Problem:
Swap "Reviewer note" for "Checker note" throughout the lines from the start of the records through the line containing "pixel 174 164", changing nothing else. Give back only those lines.

Rows:
>>>>
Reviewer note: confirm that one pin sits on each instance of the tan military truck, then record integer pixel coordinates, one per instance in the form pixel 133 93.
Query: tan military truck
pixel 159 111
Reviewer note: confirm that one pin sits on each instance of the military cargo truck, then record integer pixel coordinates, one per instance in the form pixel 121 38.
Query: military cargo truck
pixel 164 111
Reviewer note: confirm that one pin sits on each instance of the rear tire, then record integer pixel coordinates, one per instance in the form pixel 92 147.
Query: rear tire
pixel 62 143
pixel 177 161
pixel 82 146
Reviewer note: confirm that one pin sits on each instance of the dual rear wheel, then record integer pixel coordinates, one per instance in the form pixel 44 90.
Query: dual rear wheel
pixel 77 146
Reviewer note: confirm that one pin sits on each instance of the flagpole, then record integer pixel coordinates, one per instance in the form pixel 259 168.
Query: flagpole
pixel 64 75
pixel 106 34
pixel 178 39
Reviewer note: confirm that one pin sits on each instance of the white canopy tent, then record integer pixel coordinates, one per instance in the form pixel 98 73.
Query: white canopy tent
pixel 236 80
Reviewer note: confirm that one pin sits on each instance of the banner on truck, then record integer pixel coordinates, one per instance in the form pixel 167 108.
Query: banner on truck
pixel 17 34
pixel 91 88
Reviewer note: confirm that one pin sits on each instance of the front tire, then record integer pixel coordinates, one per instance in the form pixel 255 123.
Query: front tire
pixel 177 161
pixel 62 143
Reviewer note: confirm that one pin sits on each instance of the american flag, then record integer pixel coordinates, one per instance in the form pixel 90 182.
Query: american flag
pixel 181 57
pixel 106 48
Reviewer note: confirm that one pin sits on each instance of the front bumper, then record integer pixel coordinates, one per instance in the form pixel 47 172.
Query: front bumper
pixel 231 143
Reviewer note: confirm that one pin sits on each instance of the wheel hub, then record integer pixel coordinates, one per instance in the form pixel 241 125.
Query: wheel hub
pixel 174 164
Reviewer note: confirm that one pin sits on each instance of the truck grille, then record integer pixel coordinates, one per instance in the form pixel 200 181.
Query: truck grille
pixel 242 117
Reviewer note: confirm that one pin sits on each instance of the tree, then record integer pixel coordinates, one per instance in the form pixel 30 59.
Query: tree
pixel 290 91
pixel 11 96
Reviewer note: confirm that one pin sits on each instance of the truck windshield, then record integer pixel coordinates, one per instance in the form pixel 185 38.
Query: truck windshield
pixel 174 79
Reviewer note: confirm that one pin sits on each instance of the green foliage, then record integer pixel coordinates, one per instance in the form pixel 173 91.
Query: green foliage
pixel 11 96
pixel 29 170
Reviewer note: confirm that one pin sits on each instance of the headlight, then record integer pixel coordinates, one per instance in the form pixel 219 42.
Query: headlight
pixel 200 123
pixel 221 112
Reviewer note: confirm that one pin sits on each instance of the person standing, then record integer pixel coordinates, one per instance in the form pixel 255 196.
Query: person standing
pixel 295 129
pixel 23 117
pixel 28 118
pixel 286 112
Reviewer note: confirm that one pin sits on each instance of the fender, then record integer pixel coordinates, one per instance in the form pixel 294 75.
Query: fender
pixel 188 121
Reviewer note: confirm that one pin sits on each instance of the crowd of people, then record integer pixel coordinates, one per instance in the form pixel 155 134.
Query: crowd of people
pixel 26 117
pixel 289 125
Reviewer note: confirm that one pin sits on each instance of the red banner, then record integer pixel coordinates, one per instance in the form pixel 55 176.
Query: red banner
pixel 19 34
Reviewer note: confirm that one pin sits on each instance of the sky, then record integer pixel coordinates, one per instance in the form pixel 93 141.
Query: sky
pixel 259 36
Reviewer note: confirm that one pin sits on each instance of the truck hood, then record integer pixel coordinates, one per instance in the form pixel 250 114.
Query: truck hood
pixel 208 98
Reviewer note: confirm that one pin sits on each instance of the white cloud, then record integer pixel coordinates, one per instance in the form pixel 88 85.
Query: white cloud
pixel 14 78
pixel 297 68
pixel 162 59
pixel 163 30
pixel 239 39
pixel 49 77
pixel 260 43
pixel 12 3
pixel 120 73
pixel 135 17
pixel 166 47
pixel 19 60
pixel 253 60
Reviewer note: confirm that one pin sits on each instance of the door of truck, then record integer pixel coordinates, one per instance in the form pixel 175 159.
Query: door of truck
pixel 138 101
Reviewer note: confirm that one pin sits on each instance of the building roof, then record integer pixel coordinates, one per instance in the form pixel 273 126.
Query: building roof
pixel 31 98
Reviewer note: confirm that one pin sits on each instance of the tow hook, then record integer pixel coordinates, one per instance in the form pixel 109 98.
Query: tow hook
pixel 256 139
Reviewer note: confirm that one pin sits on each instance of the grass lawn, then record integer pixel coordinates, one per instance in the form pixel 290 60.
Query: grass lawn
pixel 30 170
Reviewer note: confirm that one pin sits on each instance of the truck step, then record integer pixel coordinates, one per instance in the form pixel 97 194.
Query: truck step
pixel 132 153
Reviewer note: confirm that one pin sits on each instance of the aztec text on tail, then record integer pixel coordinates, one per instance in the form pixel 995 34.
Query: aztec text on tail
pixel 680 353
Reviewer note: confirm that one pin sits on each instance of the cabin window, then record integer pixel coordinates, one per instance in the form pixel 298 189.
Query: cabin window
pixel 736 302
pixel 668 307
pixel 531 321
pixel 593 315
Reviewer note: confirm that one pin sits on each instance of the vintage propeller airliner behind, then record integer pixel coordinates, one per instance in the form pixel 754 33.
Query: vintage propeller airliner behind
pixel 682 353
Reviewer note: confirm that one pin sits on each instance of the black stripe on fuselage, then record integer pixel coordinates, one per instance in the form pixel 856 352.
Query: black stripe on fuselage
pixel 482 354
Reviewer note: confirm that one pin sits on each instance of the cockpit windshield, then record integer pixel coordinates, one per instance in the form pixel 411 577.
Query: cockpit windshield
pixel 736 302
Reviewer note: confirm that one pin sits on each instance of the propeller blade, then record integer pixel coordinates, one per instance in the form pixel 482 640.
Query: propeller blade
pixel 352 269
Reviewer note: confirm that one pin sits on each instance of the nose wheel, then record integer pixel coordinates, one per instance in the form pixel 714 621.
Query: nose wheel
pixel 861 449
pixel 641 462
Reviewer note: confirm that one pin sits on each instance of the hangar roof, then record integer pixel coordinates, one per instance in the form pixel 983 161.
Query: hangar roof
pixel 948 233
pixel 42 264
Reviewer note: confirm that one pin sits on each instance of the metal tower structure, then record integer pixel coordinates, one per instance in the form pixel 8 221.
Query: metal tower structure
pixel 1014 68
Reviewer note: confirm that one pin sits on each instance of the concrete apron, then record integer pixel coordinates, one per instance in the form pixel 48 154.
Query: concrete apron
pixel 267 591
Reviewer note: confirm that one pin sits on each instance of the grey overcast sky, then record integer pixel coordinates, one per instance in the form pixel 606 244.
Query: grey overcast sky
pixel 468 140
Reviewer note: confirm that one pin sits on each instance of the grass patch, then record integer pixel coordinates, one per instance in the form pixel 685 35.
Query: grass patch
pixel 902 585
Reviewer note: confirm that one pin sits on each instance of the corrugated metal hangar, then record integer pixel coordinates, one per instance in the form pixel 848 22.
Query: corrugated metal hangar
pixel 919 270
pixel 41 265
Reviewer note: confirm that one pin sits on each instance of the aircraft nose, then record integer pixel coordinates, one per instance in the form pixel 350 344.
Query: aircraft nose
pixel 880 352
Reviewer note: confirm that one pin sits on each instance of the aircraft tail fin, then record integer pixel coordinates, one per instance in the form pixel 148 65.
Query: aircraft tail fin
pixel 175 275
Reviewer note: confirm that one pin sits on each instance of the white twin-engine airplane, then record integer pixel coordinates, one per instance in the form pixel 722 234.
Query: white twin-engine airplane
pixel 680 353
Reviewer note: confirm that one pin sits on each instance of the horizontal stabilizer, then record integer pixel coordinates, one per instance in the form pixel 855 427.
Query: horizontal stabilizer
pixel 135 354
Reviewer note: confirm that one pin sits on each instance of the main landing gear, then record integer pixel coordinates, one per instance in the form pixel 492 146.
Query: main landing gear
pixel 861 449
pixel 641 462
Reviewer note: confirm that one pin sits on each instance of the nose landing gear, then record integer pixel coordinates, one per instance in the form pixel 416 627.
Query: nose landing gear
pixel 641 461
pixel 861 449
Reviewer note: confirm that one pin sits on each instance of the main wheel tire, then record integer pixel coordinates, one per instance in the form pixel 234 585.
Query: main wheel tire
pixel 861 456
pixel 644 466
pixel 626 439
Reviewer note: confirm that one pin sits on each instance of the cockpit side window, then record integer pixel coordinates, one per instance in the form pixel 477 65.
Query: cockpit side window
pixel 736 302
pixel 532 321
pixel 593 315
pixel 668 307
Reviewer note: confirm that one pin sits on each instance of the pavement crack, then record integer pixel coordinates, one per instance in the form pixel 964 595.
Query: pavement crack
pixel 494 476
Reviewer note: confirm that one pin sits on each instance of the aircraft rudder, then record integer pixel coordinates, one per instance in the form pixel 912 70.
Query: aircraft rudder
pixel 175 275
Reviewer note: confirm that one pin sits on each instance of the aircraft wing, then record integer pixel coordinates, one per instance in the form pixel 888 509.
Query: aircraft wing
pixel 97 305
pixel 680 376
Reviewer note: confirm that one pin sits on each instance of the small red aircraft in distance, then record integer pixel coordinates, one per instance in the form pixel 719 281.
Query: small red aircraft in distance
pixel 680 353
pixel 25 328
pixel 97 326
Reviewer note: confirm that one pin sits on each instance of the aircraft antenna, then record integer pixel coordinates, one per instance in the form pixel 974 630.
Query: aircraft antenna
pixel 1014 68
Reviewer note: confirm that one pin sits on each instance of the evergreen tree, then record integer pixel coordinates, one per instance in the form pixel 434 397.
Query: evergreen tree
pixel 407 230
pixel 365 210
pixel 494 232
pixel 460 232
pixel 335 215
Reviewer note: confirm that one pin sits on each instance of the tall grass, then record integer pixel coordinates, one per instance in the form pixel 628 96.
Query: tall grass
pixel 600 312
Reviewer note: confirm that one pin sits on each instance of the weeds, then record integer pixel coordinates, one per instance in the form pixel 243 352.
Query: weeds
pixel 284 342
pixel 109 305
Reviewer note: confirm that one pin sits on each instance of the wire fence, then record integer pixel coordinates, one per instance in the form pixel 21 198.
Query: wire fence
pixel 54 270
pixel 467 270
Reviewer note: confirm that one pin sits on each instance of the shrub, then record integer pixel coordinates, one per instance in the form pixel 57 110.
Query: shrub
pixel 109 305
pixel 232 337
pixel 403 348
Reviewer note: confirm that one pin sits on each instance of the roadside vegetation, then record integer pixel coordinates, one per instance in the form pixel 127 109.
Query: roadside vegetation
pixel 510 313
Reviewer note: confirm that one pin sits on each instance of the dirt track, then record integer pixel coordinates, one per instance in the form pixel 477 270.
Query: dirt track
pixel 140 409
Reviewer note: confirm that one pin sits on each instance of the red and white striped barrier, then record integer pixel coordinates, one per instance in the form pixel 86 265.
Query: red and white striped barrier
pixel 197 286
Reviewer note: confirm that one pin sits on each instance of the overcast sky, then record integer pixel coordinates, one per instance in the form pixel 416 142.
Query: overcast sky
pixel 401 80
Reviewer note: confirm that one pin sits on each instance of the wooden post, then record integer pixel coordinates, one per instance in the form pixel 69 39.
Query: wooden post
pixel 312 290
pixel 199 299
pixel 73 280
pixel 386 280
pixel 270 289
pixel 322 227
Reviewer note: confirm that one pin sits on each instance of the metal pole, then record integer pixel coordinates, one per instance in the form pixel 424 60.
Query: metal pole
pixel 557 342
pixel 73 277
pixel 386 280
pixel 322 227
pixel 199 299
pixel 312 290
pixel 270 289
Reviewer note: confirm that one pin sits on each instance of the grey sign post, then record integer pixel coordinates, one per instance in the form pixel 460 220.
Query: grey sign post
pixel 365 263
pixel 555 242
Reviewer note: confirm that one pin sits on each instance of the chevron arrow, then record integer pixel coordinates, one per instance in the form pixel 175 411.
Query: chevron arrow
<<<<
Response to the exercise:
Checker note: confirm that one pin sits on each instance of the tan military truck, then record integer pixel coordinates, one per instance in the form pixel 133 93.
Query: tan military truck
pixel 159 111
Checker note: confirm that one pin sits on each instance of the military cargo truck, then record integer pixel coordinates, one per instance in the form pixel 121 38.
Query: military cargo truck
pixel 164 111
Checker note: confirm that one pin sits on each instance of the rear tire, then record integer pixel coordinates, one per instance in the form pixel 92 147.
Query: rear tire
pixel 62 143
pixel 177 161
pixel 82 146
Checker note: confirm that one pin sits on each instance of the dual rear wheel, then record integer pixel coordinates, one per instance in the form pixel 44 90.
Query: dual rear wheel
pixel 77 146
Checker note: confirm that one pin sits on each instance of the flagpole, then record integer pixel coordinates, one per instance in the form pixel 259 168.
Query: flagpole
pixel 64 75
pixel 106 34
pixel 178 39
Checker note: confirm that one pin sits on each instance of the white canopy tent, then record integer pixel coordinates, one per instance in the form pixel 98 73.
Query: white canopy tent
pixel 236 80
Checker note: confirm that one pin sits on each instance of the banner on truck, then record integer pixel coordinates, one per instance in the form pixel 167 108.
Query: banner on truck
pixel 17 34
pixel 91 88
Checker note: confirm that one pin sits on each instance of the front tire, then record integer pixel coordinates, one per instance in the form pixel 255 123.
Query: front tire
pixel 177 161
pixel 62 143
Checker note: confirm that one pin sits on each instance of the american flag, then record integer pixel coordinates, one per instance in the form pixel 90 182.
Query: american flag
pixel 181 57
pixel 106 48
Checker note: confirm that one pin sits on each instance of the front bumper, then record integer pixel coordinates, one per instance in the form pixel 47 172.
Query: front bumper
pixel 231 143
Checker note: confirm that one pin sits on each instance of the wheel hub, then record integer pixel coordinates, one per instance in the form pixel 241 125.
Query: wheel hub
pixel 174 164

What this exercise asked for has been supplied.